++++ DOCUMENT TEXT ++++
314

Case No. 5,973.

In re HAMBRIGHT.

[2 N. B. R. 498 (Quarto, 157);1 2 Am. Law T. Rep. Bankr. 61; 1 Chi. Leg. News, 201.]

District Court, W. D. South Carolina.

April, 1869.

BANKRUPTCY—RIGHTS OF LIEN CREDITORS.

Where a creditor had a valid lien on real estate of the bankrupt, and after proving the debt in bankruptcy, applied to have said lien satisfied from the proceeds of the sale of said estate by the assignee, held, that he was so entitled upon deducting there from the cost of proving the lien, and their was no prior claim on such proceeds to pay the fees, costs, and general expenses in bankruptcy.

[Cited in Re Stevens, Case No. 13,392.]

[Cited in Adams v. Lee, 64 N. H. 422, 13 Atl. 787.]

By W. J. CLAWSON, Register:

I, the undersigned, having been designated by the court as the register in bankruptcy, before whom the proceedings in the above matter of the bankruptcy of Abner Hambright are to be had, do here by certify that in the due course of such proceedings, the following question pertinent to the same arose and was stated and agreed to by J, Bolton Smith, Esq., attorney for A. F. Smith, executor of J. B. Manning, deceased, and T. W. Clawson, attorney for J. S. R. Thompson and T. S. Jeffreys, assignees of the estate of Abner Hambright, the above-named bankrupt:

The estate of the bankrupt, as embraced in his schedules, consisted of one tract of land containing one hundred and ten acres, an undivided interest in two other small tracts, and a small personalty. The whole of the personal estate was set off to the bankrupt by the assignees, and the only property sold by them was the land referred to above, for which they realized the sum of eighty dollars and eighteen cents. A. F. Smith, executor of J. B. Manning, deceased, a creditor of the bankrupt, holds a judgment against the bankrupt for seventy-five dollars, obtained in 1856, which created a lien on the bankrupt's estate. This debt he has proved as a secured debt against the bankrupt's estate, according to form 46, Rice's Manual. The property of the bankrupt was sold by the assignees, free from encumbrance, and the proceeds of sale are insufficient to pay the fees, costs, and expenses of bankruptcy, and to pay off the judgment of A. F. Smith, executor, referred to above. The said A. F. Smith, executor, by his attorney, J. Bolton Smith, Esq., has since the sale served a notice on the assignees, which is here unto attached, that he claims the proceeds of the sale of the lands as applicable to the aforesaid judgment. J. Bolton Smith, attorney for A. F. Smith, executor, insists that the judgment is entitled to be paid out of the proceeds of sale, to the exclusion of the fees, costs, and expenses; whereas, it is submitted by T. W. Clawson, attorney for assignees, that the fees, costs, and expenses in bankruptcy should first be paid, and that the balance, if any, remaining, in their hands, should be applied to the judgment and the said parties requested that the same should be certified to your honor for your opinion thereon. The register agrees with the attorney for the assignees, that the proceeds of the sale of the property should be first applied to the payment of the fees, costs, and expenses in bankruptcy, and that the balance, if any, remaining in their hands, be applied to the judgment.
++++ SOURCE MATERIAL ++++
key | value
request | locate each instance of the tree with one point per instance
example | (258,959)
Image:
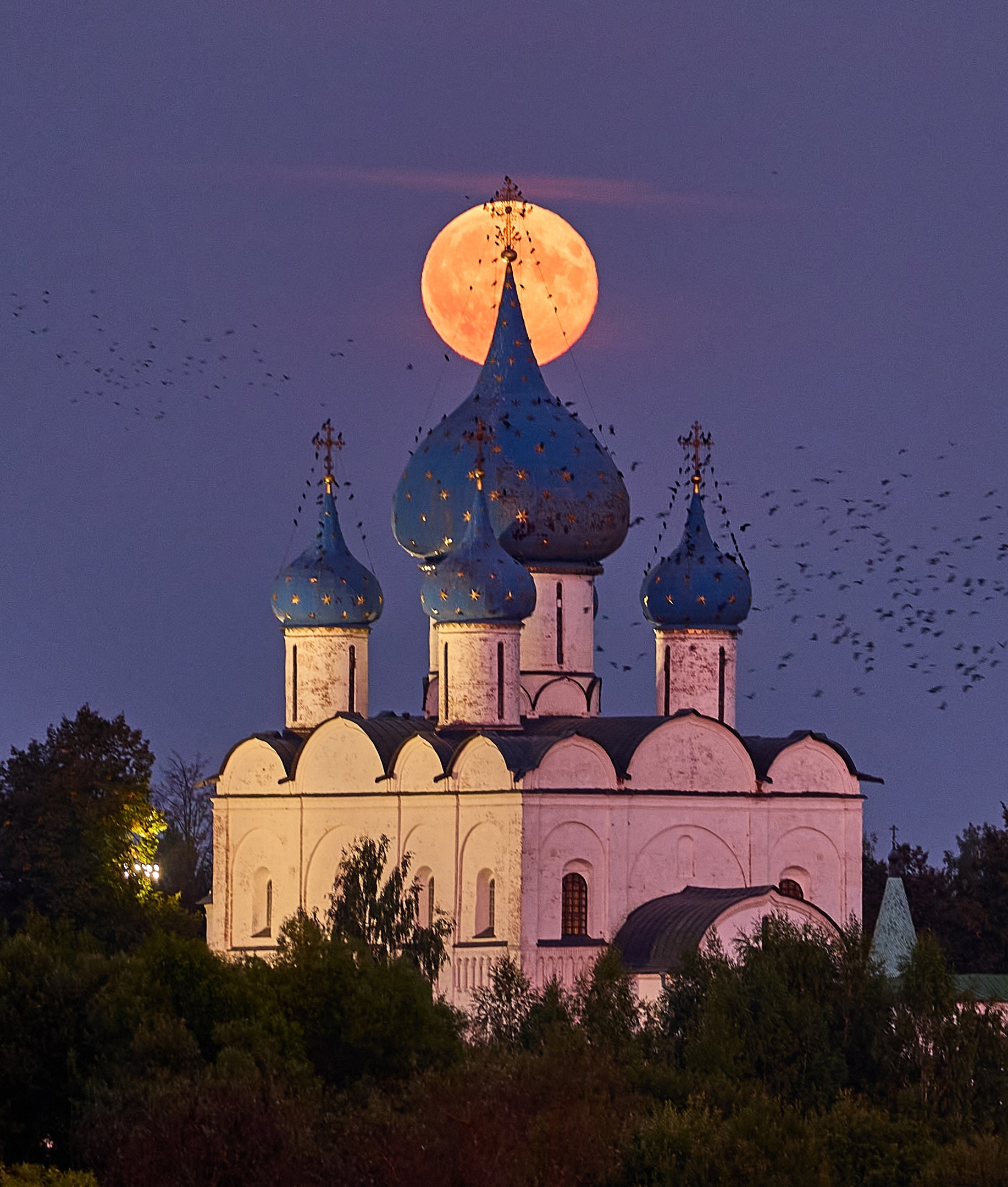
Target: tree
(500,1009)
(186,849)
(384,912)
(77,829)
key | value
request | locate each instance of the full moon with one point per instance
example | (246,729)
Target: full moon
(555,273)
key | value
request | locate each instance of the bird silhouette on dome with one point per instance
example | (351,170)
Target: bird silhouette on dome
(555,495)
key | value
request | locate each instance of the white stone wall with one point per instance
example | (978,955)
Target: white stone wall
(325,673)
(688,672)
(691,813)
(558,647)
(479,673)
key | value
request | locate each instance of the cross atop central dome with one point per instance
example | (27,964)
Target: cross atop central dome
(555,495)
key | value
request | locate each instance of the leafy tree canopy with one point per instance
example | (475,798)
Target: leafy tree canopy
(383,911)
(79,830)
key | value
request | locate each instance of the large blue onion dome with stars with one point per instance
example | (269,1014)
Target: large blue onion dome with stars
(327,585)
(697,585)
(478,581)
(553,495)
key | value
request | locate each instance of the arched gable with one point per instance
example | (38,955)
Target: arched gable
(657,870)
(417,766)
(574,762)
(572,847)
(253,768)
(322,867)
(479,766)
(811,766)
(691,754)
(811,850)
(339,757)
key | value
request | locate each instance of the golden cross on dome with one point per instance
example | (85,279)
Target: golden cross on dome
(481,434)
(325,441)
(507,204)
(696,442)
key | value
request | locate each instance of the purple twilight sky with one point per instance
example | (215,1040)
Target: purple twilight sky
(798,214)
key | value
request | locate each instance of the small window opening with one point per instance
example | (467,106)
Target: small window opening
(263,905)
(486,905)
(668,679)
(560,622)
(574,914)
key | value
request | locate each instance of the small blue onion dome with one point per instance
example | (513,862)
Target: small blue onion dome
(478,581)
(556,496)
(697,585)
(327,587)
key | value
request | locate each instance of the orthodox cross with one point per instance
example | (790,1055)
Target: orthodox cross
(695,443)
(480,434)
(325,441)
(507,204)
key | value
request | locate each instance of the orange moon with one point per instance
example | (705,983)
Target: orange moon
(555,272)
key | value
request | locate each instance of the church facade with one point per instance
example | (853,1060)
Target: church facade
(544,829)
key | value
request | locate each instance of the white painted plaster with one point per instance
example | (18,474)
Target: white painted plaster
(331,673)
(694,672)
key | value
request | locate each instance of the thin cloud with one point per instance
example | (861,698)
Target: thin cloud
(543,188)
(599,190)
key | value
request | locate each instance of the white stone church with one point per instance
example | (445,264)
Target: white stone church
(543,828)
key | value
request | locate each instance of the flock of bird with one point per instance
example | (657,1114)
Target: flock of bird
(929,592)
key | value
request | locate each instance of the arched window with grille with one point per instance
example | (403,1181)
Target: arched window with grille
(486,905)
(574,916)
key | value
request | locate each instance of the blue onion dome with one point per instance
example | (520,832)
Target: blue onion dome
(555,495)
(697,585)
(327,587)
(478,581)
++++
++++ SOURCE MATERIAL ++++
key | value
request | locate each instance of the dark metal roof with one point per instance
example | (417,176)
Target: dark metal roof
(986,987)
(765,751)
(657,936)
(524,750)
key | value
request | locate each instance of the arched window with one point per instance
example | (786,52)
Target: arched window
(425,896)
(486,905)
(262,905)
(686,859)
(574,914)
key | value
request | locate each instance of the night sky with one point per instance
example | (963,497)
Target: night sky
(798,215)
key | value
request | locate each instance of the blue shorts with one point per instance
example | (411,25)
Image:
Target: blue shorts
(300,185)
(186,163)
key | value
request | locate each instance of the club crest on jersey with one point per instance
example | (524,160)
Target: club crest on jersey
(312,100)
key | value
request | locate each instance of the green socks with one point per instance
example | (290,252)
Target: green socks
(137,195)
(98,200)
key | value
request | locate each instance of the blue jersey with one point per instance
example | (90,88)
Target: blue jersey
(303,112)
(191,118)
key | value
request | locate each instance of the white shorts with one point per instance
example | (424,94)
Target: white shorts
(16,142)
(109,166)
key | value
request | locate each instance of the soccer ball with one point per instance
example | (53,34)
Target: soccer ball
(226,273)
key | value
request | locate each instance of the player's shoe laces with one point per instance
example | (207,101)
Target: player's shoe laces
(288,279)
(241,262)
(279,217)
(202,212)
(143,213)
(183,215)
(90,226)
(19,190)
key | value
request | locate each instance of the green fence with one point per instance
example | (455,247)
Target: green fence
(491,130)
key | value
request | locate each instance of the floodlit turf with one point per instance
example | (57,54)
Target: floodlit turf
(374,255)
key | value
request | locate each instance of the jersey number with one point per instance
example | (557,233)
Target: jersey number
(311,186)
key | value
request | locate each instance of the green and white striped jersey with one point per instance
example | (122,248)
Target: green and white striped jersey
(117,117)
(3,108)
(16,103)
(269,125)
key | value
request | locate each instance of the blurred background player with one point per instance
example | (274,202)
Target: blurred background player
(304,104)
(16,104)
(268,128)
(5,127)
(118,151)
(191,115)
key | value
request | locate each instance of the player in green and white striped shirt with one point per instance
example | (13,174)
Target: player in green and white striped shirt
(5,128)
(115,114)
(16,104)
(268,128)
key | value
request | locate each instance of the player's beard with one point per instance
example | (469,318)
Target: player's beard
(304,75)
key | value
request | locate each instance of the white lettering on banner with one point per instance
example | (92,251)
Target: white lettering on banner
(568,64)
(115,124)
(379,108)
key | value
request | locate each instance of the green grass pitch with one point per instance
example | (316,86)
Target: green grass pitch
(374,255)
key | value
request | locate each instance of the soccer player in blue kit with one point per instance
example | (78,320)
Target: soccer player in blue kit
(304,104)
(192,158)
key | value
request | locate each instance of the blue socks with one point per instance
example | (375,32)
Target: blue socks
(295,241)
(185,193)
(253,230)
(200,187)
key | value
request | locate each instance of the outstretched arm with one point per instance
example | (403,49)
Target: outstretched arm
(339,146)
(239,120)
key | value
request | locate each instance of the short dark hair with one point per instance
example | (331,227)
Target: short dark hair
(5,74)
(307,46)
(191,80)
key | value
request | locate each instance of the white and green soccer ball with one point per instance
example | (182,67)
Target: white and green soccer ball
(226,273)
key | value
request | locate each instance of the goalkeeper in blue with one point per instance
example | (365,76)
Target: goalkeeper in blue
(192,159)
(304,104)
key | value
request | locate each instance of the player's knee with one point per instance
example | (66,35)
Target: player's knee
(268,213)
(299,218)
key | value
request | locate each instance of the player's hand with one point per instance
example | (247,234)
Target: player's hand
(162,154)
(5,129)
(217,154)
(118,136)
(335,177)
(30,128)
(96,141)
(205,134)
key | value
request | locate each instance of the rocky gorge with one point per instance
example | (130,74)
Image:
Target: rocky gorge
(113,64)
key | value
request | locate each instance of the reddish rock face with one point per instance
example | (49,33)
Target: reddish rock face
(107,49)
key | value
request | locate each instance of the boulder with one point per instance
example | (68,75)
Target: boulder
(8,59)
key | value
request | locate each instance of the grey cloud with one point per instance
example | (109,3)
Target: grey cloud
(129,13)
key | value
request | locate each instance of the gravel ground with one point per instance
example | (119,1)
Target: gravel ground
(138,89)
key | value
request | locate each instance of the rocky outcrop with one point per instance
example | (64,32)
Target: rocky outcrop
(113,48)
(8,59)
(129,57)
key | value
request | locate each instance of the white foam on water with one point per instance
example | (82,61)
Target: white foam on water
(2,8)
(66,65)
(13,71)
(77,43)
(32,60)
++++
++++ SOURCE MATERIAL ++++
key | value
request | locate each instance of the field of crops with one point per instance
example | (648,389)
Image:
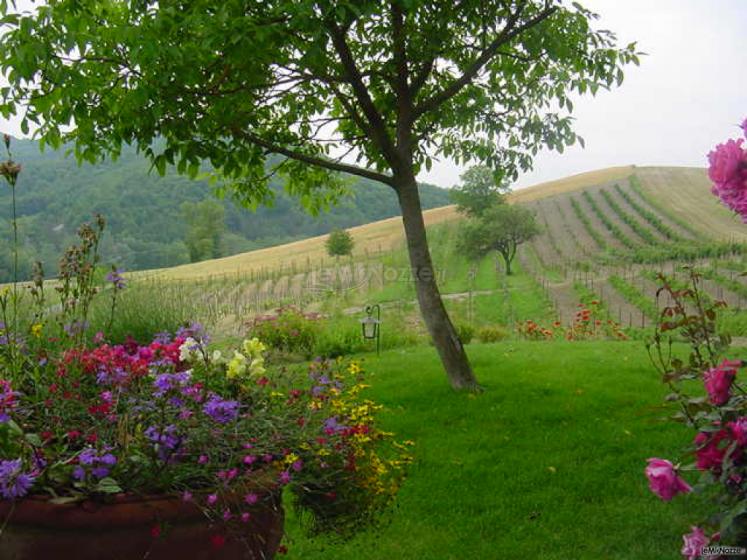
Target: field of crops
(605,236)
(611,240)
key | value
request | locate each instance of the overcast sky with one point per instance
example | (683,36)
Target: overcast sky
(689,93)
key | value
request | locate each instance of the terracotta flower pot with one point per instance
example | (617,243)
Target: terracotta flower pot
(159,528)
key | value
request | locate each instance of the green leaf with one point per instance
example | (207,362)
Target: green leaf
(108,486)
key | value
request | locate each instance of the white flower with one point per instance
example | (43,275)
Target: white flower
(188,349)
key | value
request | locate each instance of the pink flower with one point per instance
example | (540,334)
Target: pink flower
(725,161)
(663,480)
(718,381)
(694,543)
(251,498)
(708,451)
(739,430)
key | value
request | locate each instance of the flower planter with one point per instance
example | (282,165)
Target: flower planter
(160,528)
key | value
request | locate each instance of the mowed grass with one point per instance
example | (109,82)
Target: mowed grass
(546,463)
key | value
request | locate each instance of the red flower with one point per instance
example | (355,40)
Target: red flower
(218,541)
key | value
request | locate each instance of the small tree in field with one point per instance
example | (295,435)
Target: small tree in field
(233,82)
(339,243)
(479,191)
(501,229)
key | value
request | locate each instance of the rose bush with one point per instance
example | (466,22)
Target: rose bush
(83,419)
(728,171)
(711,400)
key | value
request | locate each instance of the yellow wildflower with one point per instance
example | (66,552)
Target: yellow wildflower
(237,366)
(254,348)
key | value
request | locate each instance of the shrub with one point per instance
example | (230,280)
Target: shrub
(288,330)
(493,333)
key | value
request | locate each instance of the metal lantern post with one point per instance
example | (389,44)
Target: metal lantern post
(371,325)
++++
**DIRECTIVE 1:** Duplicate the passage of the Hambright bankruptcy case between "Where a creditor" and "expenses in bankruptcy.", inclusive.
**DIRECTIVE 2:** Pull out every line of the records that contains the string "pitch", matching case exactly.
The Hambright bankruptcy case and the records come from unrelated sources.

**TASK ANSWER 1:**
Where a creditor had a valid lien on real estate of the bankrupt, and after proving the debt in bankruptcy, applied to have said lien satisfied from the proceeds of the sale of said estate by the assignee, held, that he was so entitled upon deducting there from the cost of proving the lien, and their was no prior claim on such proceeds to pay the fees, costs, and general expenses in bankruptcy.

**TASK ANSWER 2:**
request | locate each instance of the green grass pitch with one point per instance
Target: green grass pitch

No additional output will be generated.